[Collection entries]
###

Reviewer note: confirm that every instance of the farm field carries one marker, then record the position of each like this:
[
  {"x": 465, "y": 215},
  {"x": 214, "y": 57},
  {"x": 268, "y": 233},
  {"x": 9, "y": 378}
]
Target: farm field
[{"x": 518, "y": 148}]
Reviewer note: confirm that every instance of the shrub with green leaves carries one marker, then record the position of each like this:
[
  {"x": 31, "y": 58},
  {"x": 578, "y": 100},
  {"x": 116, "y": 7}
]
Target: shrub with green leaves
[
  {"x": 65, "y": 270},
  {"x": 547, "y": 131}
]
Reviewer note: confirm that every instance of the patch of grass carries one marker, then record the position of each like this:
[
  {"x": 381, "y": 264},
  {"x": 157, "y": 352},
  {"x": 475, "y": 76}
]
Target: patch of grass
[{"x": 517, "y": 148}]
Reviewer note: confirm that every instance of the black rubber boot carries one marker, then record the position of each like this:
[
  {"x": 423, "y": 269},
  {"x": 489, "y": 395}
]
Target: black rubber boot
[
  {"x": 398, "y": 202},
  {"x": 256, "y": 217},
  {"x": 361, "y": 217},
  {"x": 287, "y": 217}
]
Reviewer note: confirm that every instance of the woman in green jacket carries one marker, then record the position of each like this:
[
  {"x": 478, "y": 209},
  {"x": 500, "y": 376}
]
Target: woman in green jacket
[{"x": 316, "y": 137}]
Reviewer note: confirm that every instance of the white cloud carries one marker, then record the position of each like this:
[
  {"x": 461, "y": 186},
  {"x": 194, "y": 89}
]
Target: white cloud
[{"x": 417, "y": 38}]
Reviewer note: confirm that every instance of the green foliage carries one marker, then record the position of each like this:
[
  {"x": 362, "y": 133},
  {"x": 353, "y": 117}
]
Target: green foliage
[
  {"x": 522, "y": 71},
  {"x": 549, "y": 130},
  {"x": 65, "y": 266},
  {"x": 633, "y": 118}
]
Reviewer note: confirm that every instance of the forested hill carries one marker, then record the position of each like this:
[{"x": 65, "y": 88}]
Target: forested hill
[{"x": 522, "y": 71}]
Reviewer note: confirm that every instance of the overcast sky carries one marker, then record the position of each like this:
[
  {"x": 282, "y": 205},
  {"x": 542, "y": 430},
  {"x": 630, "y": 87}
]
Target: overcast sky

###

* Goal of the exercise *
Turn the lines above into a numbered list, skipping any blank lines.

* The reply *
1. Reviewer note: confirm that every instance of the farm field carries one marker, then record the position of each like this:
2. [
3.   {"x": 465, "y": 215},
4.   {"x": 214, "y": 57},
5.   {"x": 268, "y": 233},
6.   {"x": 9, "y": 378}
7. ]
8. Target: farm field
9. [{"x": 518, "y": 148}]
10. Reviewer note: confirm that every instance of the shrub with green leaves carries one marker, then record the position of each like this:
11. [
12.   {"x": 31, "y": 58},
13.   {"x": 578, "y": 100},
14.   {"x": 116, "y": 7}
15. ]
16. Target: shrub with green leaves
17. [
18.   {"x": 65, "y": 270},
19.   {"x": 547, "y": 131}
20. ]
21. Reviewer note: confirm that every instance of the patch of grass carries one marker, then record the position of each like this:
22. [
23.   {"x": 381, "y": 264},
24.   {"x": 157, "y": 352},
25.   {"x": 475, "y": 76}
26. ]
27. Target: patch of grass
28. [{"x": 517, "y": 148}]
29. Reviewer note: confirm that every instance of the black rubber boot carries one marker, then record the position of each like this:
30. [
31.   {"x": 423, "y": 269},
32.   {"x": 489, "y": 395}
33. ]
34. Target: black rubber boot
35. [
36.   {"x": 398, "y": 202},
37.   {"x": 256, "y": 217},
38.   {"x": 361, "y": 217},
39.   {"x": 287, "y": 217}
40. ]
41. Reviewer note: confirm that every instance of the woman in green jacket carries one marker, then record the position of each like this:
42. [
43.   {"x": 478, "y": 209},
44.   {"x": 500, "y": 376}
45. ]
46. Target: woman in green jacket
47. [{"x": 316, "y": 137}]
48. Reviewer note: confirm that every instance of the white cloud carries one marker, then record the position of each like this:
49. [
50.   {"x": 461, "y": 186},
51.   {"x": 194, "y": 89}
52. ]
53. Target: white cloud
54. [{"x": 417, "y": 38}]
55. Reviewer note: confirm that every instance of the green foliage carries one marker, then record the position of each like this:
56. [
57.   {"x": 362, "y": 133},
58.   {"x": 353, "y": 117}
59. ]
60. Target: green foliage
61. [
62.   {"x": 522, "y": 71},
63.   {"x": 549, "y": 130},
64.   {"x": 65, "y": 266},
65.   {"x": 633, "y": 118}
66. ]
67. Reviewer note: confirm that every instance of the forested hill carries one marker, then record the position of each like this:
68. [{"x": 65, "y": 88}]
69. Target: forested hill
70. [{"x": 522, "y": 71}]
71. Reviewer note: confirm that every instance of the overcast sky carries one marker, then record the position of each like this:
72. [
73.   {"x": 282, "y": 205},
74.   {"x": 542, "y": 430},
75.   {"x": 630, "y": 87}
76. ]
77. Target: overcast sky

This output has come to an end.